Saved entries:

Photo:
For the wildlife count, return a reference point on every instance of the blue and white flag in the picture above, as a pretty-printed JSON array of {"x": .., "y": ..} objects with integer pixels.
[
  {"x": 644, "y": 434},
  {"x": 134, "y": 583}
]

- _TASK ITEM_
Write out, exactly as they appear, the lines from the one containing "For the wildlife" through the last line of the records above, both included, and nothing more.

- _EXERCISE ANSWER_
For the wildlife count, return a reference point on every instance of the blue and white flag in the picture above, as a pretty-printed JSON array of {"x": .., "y": ..} objects with integer pixels.
[
  {"x": 644, "y": 434},
  {"x": 134, "y": 583}
]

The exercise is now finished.